= REQUIREMENTS =
Look below for the line with "Check that every instance of the elephant eye", and from there restate every line word for word until the entries end.

*** RECORDS SUPPLIED ***

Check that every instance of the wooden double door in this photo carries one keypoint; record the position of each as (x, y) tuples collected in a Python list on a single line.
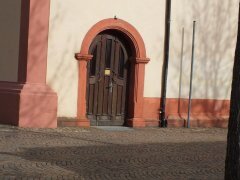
[(107, 81)]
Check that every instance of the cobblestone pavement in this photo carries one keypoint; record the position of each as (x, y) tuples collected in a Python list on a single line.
[(105, 153)]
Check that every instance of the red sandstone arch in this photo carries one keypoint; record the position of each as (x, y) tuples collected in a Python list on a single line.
[(136, 101), (115, 24)]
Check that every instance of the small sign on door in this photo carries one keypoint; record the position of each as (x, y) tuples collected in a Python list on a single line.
[(107, 72)]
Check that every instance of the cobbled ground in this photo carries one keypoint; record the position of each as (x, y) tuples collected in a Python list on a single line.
[(112, 153)]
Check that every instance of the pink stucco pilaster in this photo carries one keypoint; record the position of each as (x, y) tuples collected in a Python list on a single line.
[(30, 102)]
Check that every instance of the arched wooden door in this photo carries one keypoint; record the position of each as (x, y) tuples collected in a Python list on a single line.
[(107, 81)]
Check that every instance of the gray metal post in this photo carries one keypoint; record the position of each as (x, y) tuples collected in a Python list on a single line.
[(191, 75)]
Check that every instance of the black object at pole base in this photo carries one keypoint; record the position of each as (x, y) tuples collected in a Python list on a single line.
[(164, 123)]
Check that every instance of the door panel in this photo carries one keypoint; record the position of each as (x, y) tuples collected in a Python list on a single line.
[(107, 80)]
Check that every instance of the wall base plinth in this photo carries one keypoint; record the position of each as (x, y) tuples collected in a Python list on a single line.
[(73, 122), (202, 121), (28, 105), (136, 123)]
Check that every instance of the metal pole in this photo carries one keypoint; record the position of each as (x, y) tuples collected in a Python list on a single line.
[(163, 120), (191, 75), (180, 76)]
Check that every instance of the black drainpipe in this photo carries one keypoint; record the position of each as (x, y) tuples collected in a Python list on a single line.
[(163, 120)]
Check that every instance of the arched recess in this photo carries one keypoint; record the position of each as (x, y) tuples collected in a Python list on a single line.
[(135, 115)]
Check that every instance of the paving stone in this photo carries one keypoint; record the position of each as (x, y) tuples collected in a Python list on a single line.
[(112, 153)]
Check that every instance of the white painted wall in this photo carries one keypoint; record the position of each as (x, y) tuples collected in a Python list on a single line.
[(215, 44), (216, 29), (9, 39), (69, 22)]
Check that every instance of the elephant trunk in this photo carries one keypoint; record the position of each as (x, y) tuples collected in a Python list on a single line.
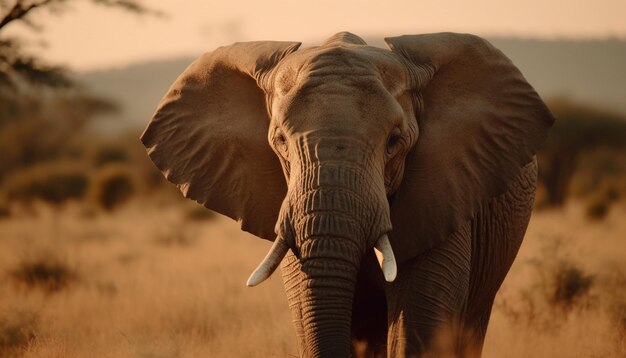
[(335, 219), (327, 293)]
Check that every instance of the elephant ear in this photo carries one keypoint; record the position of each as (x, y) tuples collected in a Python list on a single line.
[(209, 135), (479, 123)]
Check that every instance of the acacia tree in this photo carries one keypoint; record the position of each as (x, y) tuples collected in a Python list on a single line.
[(20, 68), (41, 109)]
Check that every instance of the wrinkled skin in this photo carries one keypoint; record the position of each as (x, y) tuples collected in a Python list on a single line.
[(330, 149)]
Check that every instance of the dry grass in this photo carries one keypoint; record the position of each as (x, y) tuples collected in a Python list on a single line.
[(151, 280)]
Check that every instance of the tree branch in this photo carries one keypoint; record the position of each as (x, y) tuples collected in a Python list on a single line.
[(19, 10)]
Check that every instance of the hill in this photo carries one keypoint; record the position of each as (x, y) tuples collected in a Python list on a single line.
[(587, 71)]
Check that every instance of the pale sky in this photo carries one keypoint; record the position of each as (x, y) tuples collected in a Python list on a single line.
[(92, 37)]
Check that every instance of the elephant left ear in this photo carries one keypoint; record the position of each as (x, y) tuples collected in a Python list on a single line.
[(479, 123)]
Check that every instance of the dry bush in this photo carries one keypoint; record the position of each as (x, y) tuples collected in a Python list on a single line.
[(112, 186), (571, 286), (109, 153), (51, 182), (578, 131), (46, 272), (17, 331)]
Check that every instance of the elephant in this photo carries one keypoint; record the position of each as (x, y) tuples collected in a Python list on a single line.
[(396, 184)]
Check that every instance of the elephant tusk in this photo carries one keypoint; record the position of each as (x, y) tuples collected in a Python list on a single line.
[(386, 259), (270, 262)]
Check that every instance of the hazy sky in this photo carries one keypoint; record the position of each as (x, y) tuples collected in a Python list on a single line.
[(89, 37)]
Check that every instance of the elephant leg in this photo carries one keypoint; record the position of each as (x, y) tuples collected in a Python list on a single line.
[(427, 300), (497, 233)]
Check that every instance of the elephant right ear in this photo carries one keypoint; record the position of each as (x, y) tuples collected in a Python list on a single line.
[(479, 123), (209, 135)]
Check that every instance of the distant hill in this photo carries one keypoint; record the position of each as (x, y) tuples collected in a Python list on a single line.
[(589, 71)]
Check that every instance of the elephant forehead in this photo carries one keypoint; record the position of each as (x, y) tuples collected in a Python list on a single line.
[(333, 68)]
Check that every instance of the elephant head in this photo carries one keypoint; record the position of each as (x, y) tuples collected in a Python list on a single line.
[(335, 150)]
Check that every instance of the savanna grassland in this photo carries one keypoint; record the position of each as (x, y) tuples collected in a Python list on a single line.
[(161, 278), (100, 257)]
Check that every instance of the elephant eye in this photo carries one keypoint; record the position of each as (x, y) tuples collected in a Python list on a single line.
[(280, 143), (394, 139)]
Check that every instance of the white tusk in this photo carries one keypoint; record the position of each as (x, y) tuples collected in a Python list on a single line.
[(386, 259), (269, 263)]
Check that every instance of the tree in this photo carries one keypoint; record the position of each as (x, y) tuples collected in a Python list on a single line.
[(20, 69)]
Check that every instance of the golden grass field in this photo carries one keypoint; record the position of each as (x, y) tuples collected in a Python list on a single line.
[(156, 279)]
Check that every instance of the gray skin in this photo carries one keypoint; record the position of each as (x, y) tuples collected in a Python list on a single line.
[(329, 149)]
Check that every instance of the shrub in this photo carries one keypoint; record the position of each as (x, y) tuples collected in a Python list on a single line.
[(17, 331), (570, 285), (46, 272), (578, 131), (112, 186), (108, 154), (51, 182)]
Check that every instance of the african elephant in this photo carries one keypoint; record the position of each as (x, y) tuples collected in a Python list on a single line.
[(420, 159)]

***

= SOLUTION FOR THIS PROBLEM =
Check that every instance of the elephant eye in this photo carries one keypoint; record the position of each as (x, y) tuples collected in a Python list on a single line.
[(280, 143), (394, 139)]
Check that every instance of the white tusk in this photo carries one keypoint; record the position of each as (x, y) tuples collected in a Python list on a single line.
[(386, 259), (269, 263)]
Check that every instance of the tree in this photo carries one keypoint; record the position of each as (x, y) tuples collected in a Python list on a single line.
[(20, 69)]
Check that every instance of the golden grass field in this photo carries one keypoint; record the position of each as (x, y) tuples collected in a Python list on a single line.
[(156, 279)]
Check that every instance of the gray skin in this photo carries one keypoint; record the position of each as (x, y) tuples collected in a Python list on a single line.
[(329, 149)]
Check that every instance of the shrub in this photo carries one keypoint; record the position of each as (x, y) tuples collected in a Python list on a single line.
[(17, 331), (570, 285), (46, 272), (578, 131), (112, 186), (108, 154), (51, 182)]
Check that every instance of the african elephant in this photo carries one keypoint; record the position of each as (x, y) tuples collected in a Python list on a single line.
[(420, 159)]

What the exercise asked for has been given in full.